(What you will do) Please count how many lines of the listing below contain the string "name", matching case exactly, and reply with the number alone.

Entries from a pointing dataset
..........
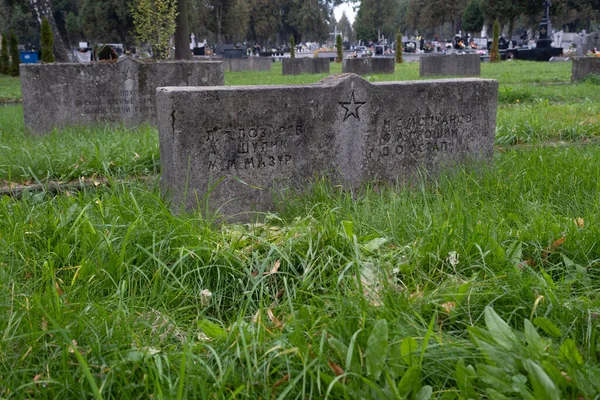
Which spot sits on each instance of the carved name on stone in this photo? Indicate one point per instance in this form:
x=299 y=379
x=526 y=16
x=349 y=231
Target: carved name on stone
x=69 y=94
x=232 y=146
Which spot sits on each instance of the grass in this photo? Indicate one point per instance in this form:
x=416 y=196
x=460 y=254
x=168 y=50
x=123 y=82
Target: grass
x=478 y=283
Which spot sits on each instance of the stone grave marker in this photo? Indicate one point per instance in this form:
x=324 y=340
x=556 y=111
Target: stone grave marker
x=297 y=66
x=450 y=65
x=369 y=65
x=248 y=64
x=58 y=95
x=584 y=66
x=233 y=147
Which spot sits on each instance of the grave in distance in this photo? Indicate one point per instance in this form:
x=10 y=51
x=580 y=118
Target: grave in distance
x=297 y=66
x=450 y=65
x=583 y=67
x=59 y=95
x=369 y=65
x=248 y=64
x=231 y=147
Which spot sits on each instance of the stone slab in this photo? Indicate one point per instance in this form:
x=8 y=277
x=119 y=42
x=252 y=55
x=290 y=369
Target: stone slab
x=450 y=65
x=59 y=95
x=584 y=66
x=248 y=64
x=297 y=66
x=369 y=66
x=236 y=146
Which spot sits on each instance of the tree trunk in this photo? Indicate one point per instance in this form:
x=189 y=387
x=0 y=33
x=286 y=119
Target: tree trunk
x=219 y=23
x=182 y=32
x=43 y=8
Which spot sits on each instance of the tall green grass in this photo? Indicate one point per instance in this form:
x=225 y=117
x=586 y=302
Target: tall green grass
x=107 y=286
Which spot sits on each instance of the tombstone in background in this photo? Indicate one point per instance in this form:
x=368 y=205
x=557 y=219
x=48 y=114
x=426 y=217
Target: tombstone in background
x=450 y=65
x=247 y=64
x=297 y=66
x=368 y=66
x=583 y=67
x=231 y=147
x=58 y=95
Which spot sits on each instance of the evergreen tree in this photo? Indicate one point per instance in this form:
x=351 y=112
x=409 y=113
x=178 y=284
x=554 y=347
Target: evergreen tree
x=399 y=48
x=473 y=17
x=4 y=62
x=154 y=22
x=494 y=51
x=338 y=44
x=14 y=55
x=47 y=42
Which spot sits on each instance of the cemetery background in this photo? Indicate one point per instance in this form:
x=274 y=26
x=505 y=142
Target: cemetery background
x=480 y=281
x=378 y=292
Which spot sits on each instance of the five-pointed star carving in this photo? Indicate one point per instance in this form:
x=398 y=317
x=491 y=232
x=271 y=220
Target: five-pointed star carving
x=129 y=74
x=352 y=107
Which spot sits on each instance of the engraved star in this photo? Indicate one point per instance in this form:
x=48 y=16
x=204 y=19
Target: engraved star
x=352 y=107
x=129 y=74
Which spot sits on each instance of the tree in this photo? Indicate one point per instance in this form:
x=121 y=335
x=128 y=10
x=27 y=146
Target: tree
x=494 y=51
x=264 y=20
x=399 y=48
x=41 y=9
x=306 y=19
x=4 y=61
x=154 y=22
x=473 y=19
x=14 y=55
x=374 y=17
x=344 y=27
x=182 y=31
x=47 y=41
x=340 y=53
x=105 y=21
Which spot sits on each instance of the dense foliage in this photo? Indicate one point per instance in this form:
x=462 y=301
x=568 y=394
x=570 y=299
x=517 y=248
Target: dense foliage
x=154 y=23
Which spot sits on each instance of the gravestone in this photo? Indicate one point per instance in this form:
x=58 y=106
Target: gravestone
x=583 y=67
x=450 y=65
x=248 y=64
x=58 y=95
x=231 y=147
x=369 y=66
x=297 y=66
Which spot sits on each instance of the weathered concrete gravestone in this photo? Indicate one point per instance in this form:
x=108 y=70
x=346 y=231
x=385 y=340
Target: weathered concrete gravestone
x=233 y=145
x=584 y=66
x=451 y=65
x=248 y=64
x=67 y=94
x=297 y=66
x=368 y=66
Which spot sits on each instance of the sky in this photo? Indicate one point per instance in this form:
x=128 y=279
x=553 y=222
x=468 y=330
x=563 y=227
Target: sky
x=344 y=7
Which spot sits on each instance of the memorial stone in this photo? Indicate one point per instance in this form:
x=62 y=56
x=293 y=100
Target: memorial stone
x=583 y=67
x=58 y=95
x=450 y=65
x=370 y=65
x=297 y=66
x=233 y=148
x=248 y=64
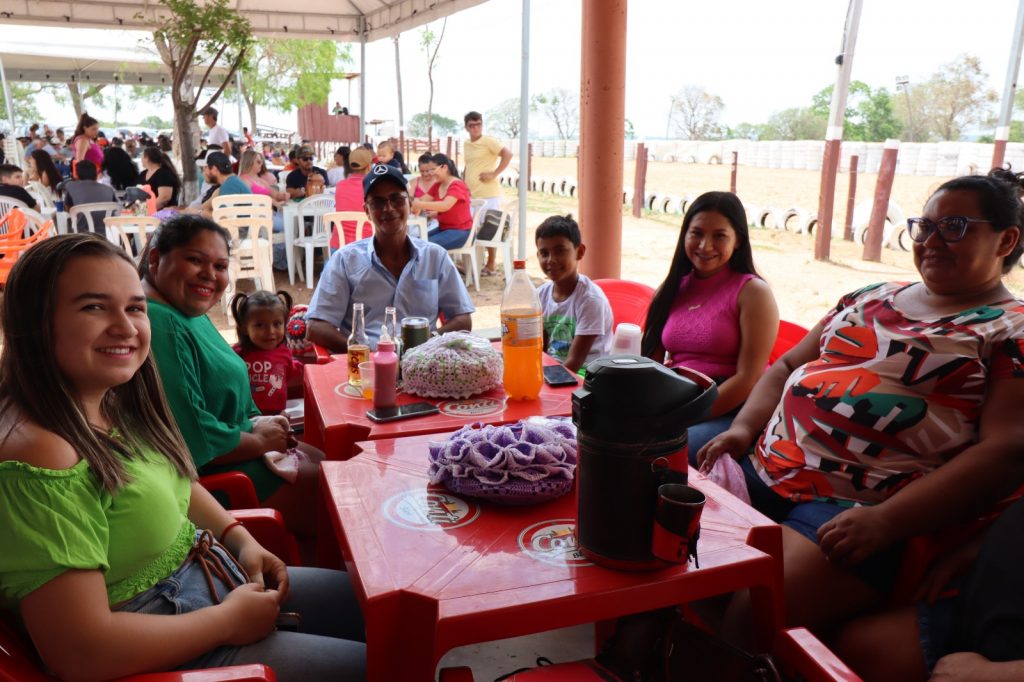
..........
(Solution below) 2